WHAT THE TASK ASKS. Quote every line of the listing below word for word, from the first entry to the last. Leave the pictures out of your answer.

══ MATERIAL PROVIDED

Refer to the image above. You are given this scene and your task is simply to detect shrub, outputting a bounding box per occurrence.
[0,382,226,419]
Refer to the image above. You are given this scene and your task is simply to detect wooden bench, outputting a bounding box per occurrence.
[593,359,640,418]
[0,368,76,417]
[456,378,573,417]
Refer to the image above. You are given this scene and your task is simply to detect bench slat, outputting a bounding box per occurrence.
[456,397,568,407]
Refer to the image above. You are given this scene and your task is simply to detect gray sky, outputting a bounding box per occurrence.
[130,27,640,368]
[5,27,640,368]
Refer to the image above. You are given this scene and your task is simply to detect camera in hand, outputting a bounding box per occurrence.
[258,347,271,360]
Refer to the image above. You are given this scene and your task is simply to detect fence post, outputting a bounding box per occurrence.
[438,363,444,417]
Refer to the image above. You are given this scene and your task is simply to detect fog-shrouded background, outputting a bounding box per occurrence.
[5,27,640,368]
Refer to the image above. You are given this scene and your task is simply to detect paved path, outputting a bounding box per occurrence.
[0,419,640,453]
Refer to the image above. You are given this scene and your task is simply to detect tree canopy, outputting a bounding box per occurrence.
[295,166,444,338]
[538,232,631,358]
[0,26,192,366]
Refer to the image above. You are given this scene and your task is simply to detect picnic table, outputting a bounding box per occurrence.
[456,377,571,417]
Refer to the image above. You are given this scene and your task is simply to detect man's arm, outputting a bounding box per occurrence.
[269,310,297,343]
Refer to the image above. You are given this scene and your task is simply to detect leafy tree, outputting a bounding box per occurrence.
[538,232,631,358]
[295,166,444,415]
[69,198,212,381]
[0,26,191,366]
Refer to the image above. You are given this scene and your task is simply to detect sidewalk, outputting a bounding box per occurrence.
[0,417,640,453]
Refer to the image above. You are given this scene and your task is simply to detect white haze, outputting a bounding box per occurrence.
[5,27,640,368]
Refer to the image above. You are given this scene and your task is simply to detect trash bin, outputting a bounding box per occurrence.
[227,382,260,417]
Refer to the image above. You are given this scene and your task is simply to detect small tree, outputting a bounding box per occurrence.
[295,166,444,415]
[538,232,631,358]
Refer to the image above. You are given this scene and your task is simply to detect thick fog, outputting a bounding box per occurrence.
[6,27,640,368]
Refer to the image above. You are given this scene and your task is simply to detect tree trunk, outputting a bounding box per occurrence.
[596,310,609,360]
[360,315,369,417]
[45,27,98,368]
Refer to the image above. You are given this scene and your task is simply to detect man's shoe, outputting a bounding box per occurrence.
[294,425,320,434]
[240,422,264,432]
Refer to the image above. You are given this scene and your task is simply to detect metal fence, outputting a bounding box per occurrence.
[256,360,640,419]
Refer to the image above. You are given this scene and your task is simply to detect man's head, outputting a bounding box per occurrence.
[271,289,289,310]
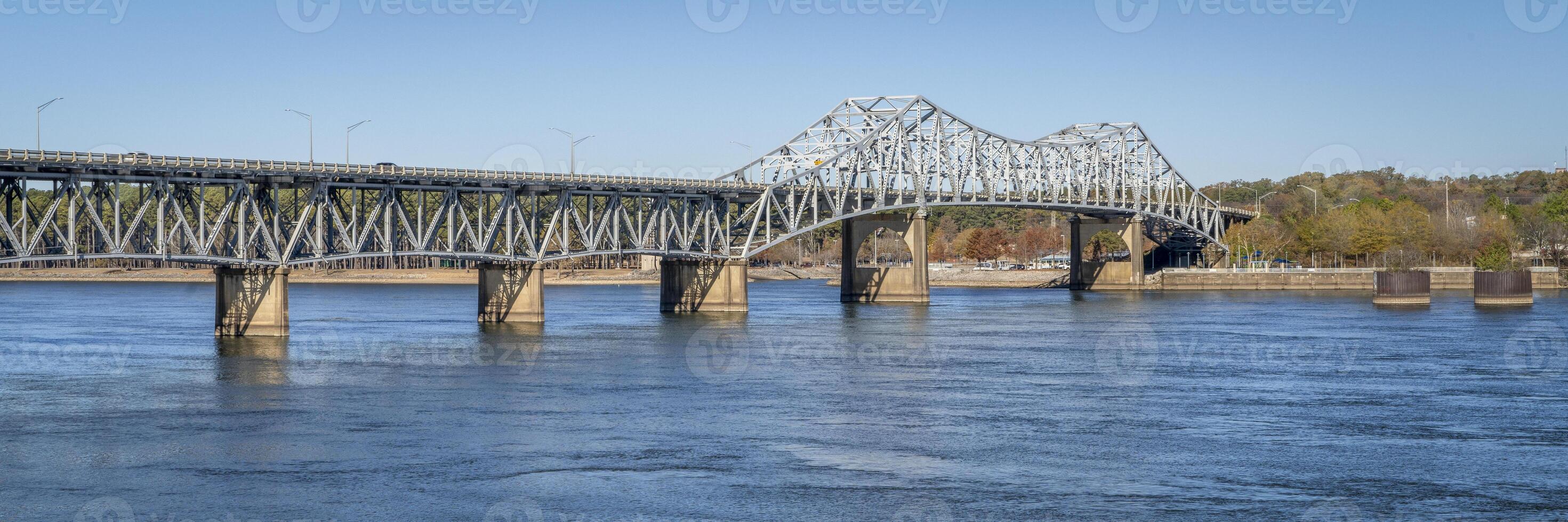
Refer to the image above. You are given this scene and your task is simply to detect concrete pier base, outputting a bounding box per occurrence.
[839,216,931,303]
[658,259,750,314]
[477,263,544,323]
[1068,216,1143,290]
[213,266,290,337]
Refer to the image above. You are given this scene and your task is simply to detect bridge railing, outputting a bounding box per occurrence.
[0,149,759,190]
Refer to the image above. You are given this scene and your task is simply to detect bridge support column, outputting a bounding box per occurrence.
[213,266,290,337]
[658,257,750,314]
[1068,216,1143,290]
[839,215,931,303]
[477,263,544,323]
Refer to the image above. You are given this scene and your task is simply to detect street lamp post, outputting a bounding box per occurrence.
[1295,185,1317,216]
[1443,178,1453,227]
[284,108,315,163]
[550,127,594,174]
[33,97,65,151]
[343,119,370,163]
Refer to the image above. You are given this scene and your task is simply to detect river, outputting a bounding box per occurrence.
[0,281,1568,520]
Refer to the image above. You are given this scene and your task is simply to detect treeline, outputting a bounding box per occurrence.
[1204,168,1568,270]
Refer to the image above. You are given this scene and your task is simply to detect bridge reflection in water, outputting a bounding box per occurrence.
[0,96,1253,337]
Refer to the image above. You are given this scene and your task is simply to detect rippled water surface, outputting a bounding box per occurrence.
[0,282,1568,520]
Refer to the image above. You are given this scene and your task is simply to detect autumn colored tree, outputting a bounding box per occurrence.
[963,227,1010,262]
[1083,231,1128,260]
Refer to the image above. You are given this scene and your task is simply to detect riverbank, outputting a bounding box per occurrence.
[1149,266,1563,290]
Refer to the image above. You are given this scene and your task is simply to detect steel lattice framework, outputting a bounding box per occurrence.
[723,96,1251,256]
[0,97,1250,265]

════

SOLVED PROBLEM.
Refer to the image above. You are given this scene and your task is simply to detect shrub, outputting a bounding box per occurrence.
[0,382,226,419]
Refer to the image above. You are given this scene and your task is simply to detect wooden bench, outputting a bounding box per occurrence.
[593,359,640,418]
[0,368,76,417]
[456,378,573,417]
Refer to the image above. You are given this scene and your task is simply to detect bench slat, outputting a bounding box per occurrence.
[456,397,568,407]
Refer to the image above. You are given this scene and your task is simply to detect gray sky, outputting a bounding box per occurrence.
[130,27,640,368]
[5,27,640,368]
Refer to the image above. You are given this scene and your task is simply to detect camera in hand, outputting a bounding box per occurrence.
[258,347,271,360]
Refer to the image above. You are given this scene and your task is simply to detect fence post, outputting a bounding box per occurrence.
[438,363,444,417]
Refer to the image above. You are given this scene and your task is simply to detect fog-shrouded background, outputting a bounding box per occurrence.
[5,27,640,368]
Refer to the image above. You are given this scene and your task is simply to detect paved path, outputting a bounding box per occurrence.
[0,419,640,453]
Refer to the image above. You are given this scene and your task is simply to detect tree canopy, outputting a bounding box per occurrence.
[295,166,444,338]
[538,232,631,358]
[0,26,192,366]
Refer to the image above. You are given this scene and your task is simply to detect picnic table, outputting a bounding box per occurrence.
[456,377,571,417]
Refer to the image above. You are given this scene and your task is simply to detect man's arm, outputting a bounding box per occurrence.
[269,310,297,343]
Refer to the image above. You are given this scene and your task is simply to detect leafy tree, outputting a bounding box per occurrence.
[538,232,631,358]
[295,166,444,415]
[69,198,212,381]
[0,26,191,366]
Refer to the image above. You are given this scene and your task is simply to detect sidewalk, outputting a bounding box per occurrence.
[0,417,640,453]
Refer to the image above. You are given this scene and your task is simply to detect white haze, outputting a bounding box per occurrence.
[5,27,640,368]
Refer to the image above. You are given this scene and your task is simply to detect trash bin, outputting a bounding box per occurrence.
[227,382,260,417]
Refer to the image above. You are given this scene and your task is simply to detect small tree, outputting a bounding box per occurrence.
[295,166,444,415]
[538,232,631,358]
Refer to the image above. You are given this scene and your task is simply to detect thick fog, outputting a bounding box per occurrence.
[6,27,640,368]
Refer to the image above. You are given this scene and your task is simply to detect tree trunk, outputting a bounding box per occurrence.
[596,310,609,360]
[360,315,369,417]
[45,27,98,368]
Refer to the image above. You are given this scene and your task is simply to detect man's shoe, outputting a bounding box per occurrence.
[294,425,320,434]
[240,422,264,432]
Refer to the image above. You are given this scene and your task is simply to detect metal fence, outputting a bounding box per occurrence.
[256,360,640,419]
Refer to the image above. You are given this scene and your task is simply to detect man's head, outputting a bounding box per occurrence.
[271,289,289,310]
Refer to the image above. You are given this scene and your task is simply to detect concrete pier base, outputting a bounding box per occurrence.
[839,216,931,303]
[658,259,750,314]
[477,263,544,323]
[1068,216,1143,290]
[213,266,290,337]
Refer to the image above. You are given this scene and your task is simply to detect bridge railing, outputting a bounding box per occurrence.
[0,149,759,190]
Refer to the image above. You are given this scene and your task is simply to detect bridge support column, outputting a bounding box per occurrence.
[213,266,290,337]
[658,257,750,314]
[1068,216,1143,290]
[839,215,931,303]
[477,263,544,323]
Refer to the image above. You are given this scene and your task is simply to detect street lamp post, outputting a bounding box per occurrence.
[1295,185,1317,216]
[1443,178,1453,227]
[284,108,315,163]
[550,127,594,174]
[33,97,65,151]
[343,119,370,163]
Refer to the image above. You are given this scene and your task is simply to detect river, outputting a bounding box per occurrence.
[0,281,1568,520]
Refer to the image above. You are given this scene and your task is simply to detect treeline, outputting a bounding box per occurrence.
[1204,168,1568,270]
Refer to the image above. You are given this scene and your task is simply to detect bridge reflection in water, outputting a bounding box per occurrence.
[0,96,1253,337]
Refer to the image above. You are given this scene and your task is simply to detect rippled water surface, outputting a bounding box per occurrence.
[0,282,1568,520]
Refer to the image above. You are given this scene and your task is simply to detect autumn colored tree, outputting a bounding box per occurrence.
[963,227,1010,262]
[1083,231,1128,260]
Refer to the image above. You are given this scene and your task is simply to detect riverbank, outputting a bounding box per occurrence.
[1149,266,1563,290]
Refer to the image above. You are given this scene and your task is simply to detect steel lattice framework, outputting a bounding box per occurrence.
[723,96,1251,256]
[0,97,1250,265]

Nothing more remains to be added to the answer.